▸ Short task
Transcribe the records that follow. Keep every word exactly, and drop the pictures.

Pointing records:
+---+
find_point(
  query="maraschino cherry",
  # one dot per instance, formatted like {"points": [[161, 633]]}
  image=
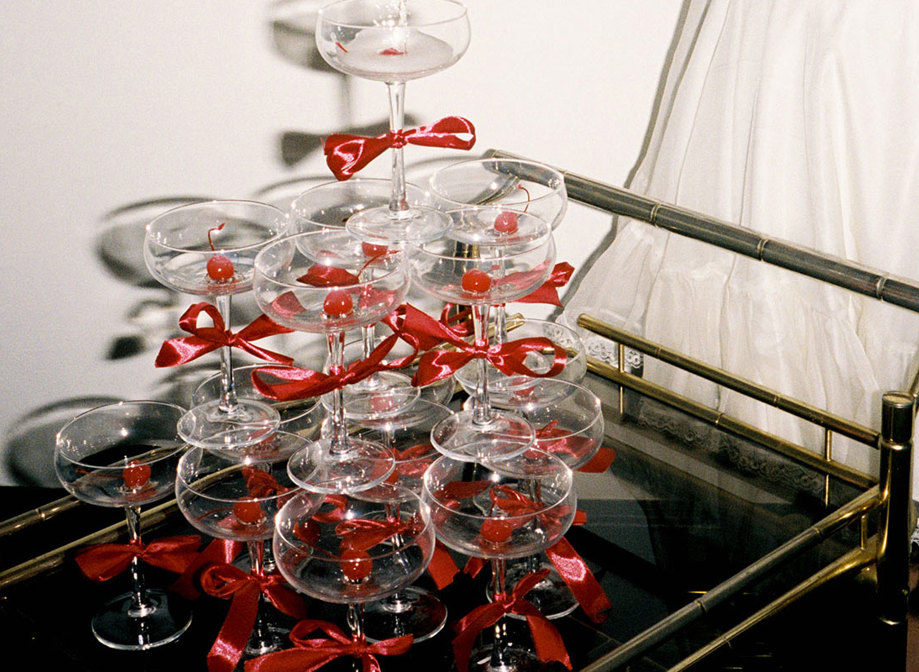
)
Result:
{"points": [[248, 511], [338, 303], [476, 281], [355, 565], [135, 475], [219, 266], [506, 222]]}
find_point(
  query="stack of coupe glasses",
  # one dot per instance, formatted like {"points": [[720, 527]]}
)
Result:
{"points": [[354, 476]]}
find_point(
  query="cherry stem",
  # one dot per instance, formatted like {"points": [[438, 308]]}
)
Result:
{"points": [[210, 231]]}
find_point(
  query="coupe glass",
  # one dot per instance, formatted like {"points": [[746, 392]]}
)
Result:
{"points": [[394, 41], [299, 416], [330, 205], [125, 455], [208, 249], [513, 185], [520, 389], [228, 498], [337, 462], [569, 425], [410, 610], [377, 542], [509, 511], [481, 266]]}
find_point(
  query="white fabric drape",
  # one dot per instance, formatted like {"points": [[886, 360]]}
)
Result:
{"points": [[798, 119]]}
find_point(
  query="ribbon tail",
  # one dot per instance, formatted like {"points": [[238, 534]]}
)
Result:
{"points": [[580, 580], [227, 649]]}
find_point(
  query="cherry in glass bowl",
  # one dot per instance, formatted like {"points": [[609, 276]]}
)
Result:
{"points": [[208, 249], [357, 548], [323, 282], [124, 455]]}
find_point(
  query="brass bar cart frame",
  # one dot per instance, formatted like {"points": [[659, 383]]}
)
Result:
{"points": [[888, 495]]}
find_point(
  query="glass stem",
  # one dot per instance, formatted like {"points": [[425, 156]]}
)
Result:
{"points": [[261, 639], [227, 384], [500, 335], [499, 652], [140, 605], [398, 201], [339, 431], [356, 624], [481, 408]]}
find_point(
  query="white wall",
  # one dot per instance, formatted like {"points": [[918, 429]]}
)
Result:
{"points": [[106, 106]]}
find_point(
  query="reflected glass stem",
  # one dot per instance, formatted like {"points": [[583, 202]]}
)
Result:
{"points": [[140, 605], [228, 402]]}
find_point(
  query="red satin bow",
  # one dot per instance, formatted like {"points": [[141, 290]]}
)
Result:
{"points": [[547, 640], [104, 561], [203, 340], [311, 654], [548, 291], [304, 383], [346, 154], [230, 582], [425, 333], [219, 551], [574, 571], [554, 440]]}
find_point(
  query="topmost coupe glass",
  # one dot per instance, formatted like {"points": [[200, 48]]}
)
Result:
{"points": [[394, 41], [209, 249]]}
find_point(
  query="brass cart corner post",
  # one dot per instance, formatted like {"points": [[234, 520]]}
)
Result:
{"points": [[895, 484]]}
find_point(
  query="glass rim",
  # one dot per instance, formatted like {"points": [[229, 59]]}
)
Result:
{"points": [[151, 226], [322, 15]]}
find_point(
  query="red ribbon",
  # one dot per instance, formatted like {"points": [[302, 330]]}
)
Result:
{"points": [[311, 654], [554, 440], [548, 291], [574, 571], [219, 551], [203, 340], [425, 333], [304, 383], [230, 582], [546, 638], [346, 154], [104, 561], [362, 534]]}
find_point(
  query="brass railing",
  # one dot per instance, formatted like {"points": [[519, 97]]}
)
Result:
{"points": [[888, 551]]}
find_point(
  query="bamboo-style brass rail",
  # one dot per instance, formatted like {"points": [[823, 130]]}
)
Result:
{"points": [[690, 613], [824, 267]]}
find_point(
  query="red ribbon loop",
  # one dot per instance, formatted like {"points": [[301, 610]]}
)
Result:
{"points": [[548, 291], [425, 333], [304, 383], [546, 638], [347, 154], [574, 571], [230, 582], [104, 561], [310, 654], [203, 340]]}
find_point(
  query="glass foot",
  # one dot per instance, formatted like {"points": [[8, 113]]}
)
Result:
{"points": [[418, 224], [504, 435], [411, 611], [165, 619], [364, 464], [382, 395], [210, 427]]}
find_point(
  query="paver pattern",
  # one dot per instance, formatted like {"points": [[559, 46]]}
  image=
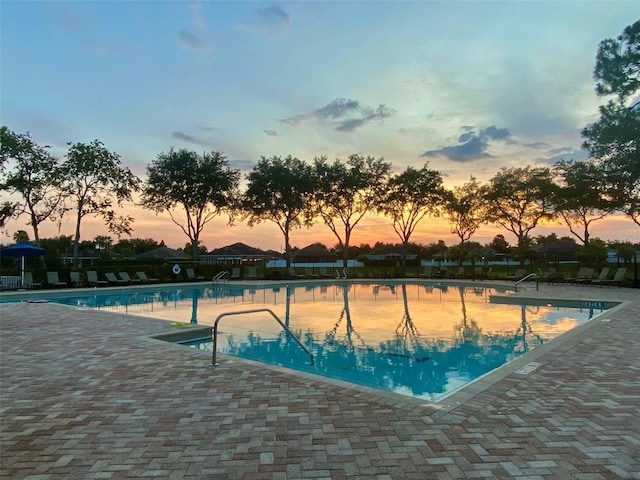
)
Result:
{"points": [[87, 394]]}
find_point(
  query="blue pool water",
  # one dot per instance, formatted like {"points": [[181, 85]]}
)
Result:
+---+
▸ Written answer
find_point(
  query="maraschino cherry",
  # one dot per instance, formatted like {"points": [[161, 633]]}
  image=
)
Result:
{"points": [[248, 511], [338, 303], [476, 281], [355, 565], [135, 475], [219, 266], [506, 222]]}
find_point(
  query="stack of coupe glasses",
  # one dot per instance, formatted like {"points": [[720, 527]]}
)
Result:
{"points": [[354, 476]]}
find_point(
  query="cherry stem",
  # one dot per instance, formatted like {"points": [[438, 308]]}
)
Result:
{"points": [[210, 231]]}
find_point(
  query="coupe glass",
  # one dot per instance, formatted like {"points": [[746, 392]]}
)
Result:
{"points": [[394, 41], [299, 416], [330, 205], [125, 455], [208, 249], [513, 185], [520, 389], [228, 498], [337, 462], [569, 425], [410, 610], [377, 542], [509, 511], [481, 266]]}
find_point(
  query="white fabric drape",
  # one dot per instance, formatted like {"points": [[886, 360]]}
)
Result:
{"points": [[798, 119]]}
find_point(
  query="ribbon tail",
  # one dot per instance, formatted like {"points": [[238, 534]]}
)
Result:
{"points": [[580, 580], [227, 649]]}
find_point(
  query="cherry in glass bowl",
  # one dot per instance, formatted like {"points": [[609, 276]]}
)
Result:
{"points": [[208, 249], [357, 548], [323, 282], [124, 455]]}
find_point(
  query="brass bar cart frame",
  # one dot per instance, formatted like {"points": [[659, 383]]}
)
Result:
{"points": [[888, 495]]}
find_point(
  query="glass stem",
  # one dot per instance, formatted like {"points": [[425, 156]]}
)
Result:
{"points": [[261, 639], [227, 384], [500, 335], [499, 652], [140, 605], [398, 201], [339, 431], [356, 624], [481, 408]]}
find_point(
  query="white wall",
  # one dot per instance, formatted like {"points": [[918, 429]]}
)
Result:
{"points": [[106, 106]]}
find_point(
  query="reflected glass stem",
  # one dot per instance, formatted like {"points": [[583, 202]]}
)
Result:
{"points": [[140, 605], [228, 402]]}
find_point(
  query="red satin bow",
  # one dot per instance, formatted like {"points": [[141, 290]]}
)
Result:
{"points": [[547, 640], [104, 561], [203, 340], [311, 654], [548, 291], [304, 383], [346, 154], [230, 582], [425, 333], [219, 551], [574, 571], [554, 440]]}
find_point(
  query="topmost coupe glass",
  # one dot per instance, formatted like {"points": [[200, 48]]}
)
Result:
{"points": [[394, 41], [209, 249]]}
find_point(
  query="brass cart corner post",
  # one dot per instance, formatted like {"points": [[234, 520]]}
)
Result:
{"points": [[895, 484]]}
find_point(
  query="glass rim",
  # one dot per instance, formatted like {"points": [[229, 59]]}
)
Result:
{"points": [[151, 226], [322, 15]]}
find_point(
  query="red ribbon",
  # one dot per instance, formatted like {"points": [[302, 330]]}
)
Result:
{"points": [[311, 654], [554, 440], [548, 291], [574, 571], [219, 551], [203, 340], [425, 333], [304, 383], [230, 582], [546, 638], [346, 154], [104, 561], [362, 534]]}
find_point(
  query="brass railing",
  # one dot per instance, formatted like {"points": [[519, 97]]}
)
Result:
{"points": [[888, 551]]}
find_point(
  query="bamboo-style brass rail",
  # one dot per instance, formatted like {"points": [[823, 130]]}
)
Result:
{"points": [[690, 613], [824, 267]]}
find_point(
  query="red ribbon loop",
  # one dot per instance, formatted like {"points": [[301, 610]]}
)
Result:
{"points": [[548, 291], [425, 333], [304, 383], [546, 638], [347, 154], [574, 571], [230, 582], [104, 561], [310, 654], [203, 340]]}
find_point(
  query="glass foot",
  # one dot per instance, formatted like {"points": [[8, 113]]}
)
Result:
{"points": [[418, 224], [504, 435], [411, 611], [165, 619], [364, 464], [382, 395], [210, 427]]}
find_point(
  query="paver pattern",
  # one dot per instance, formatted like {"points": [[559, 46]]}
  image=
)
Result:
{"points": [[87, 394]]}
find_point(
  query="blue pool water",
  # one dot per instance, formatted like {"points": [[181, 85]]}
)
Result:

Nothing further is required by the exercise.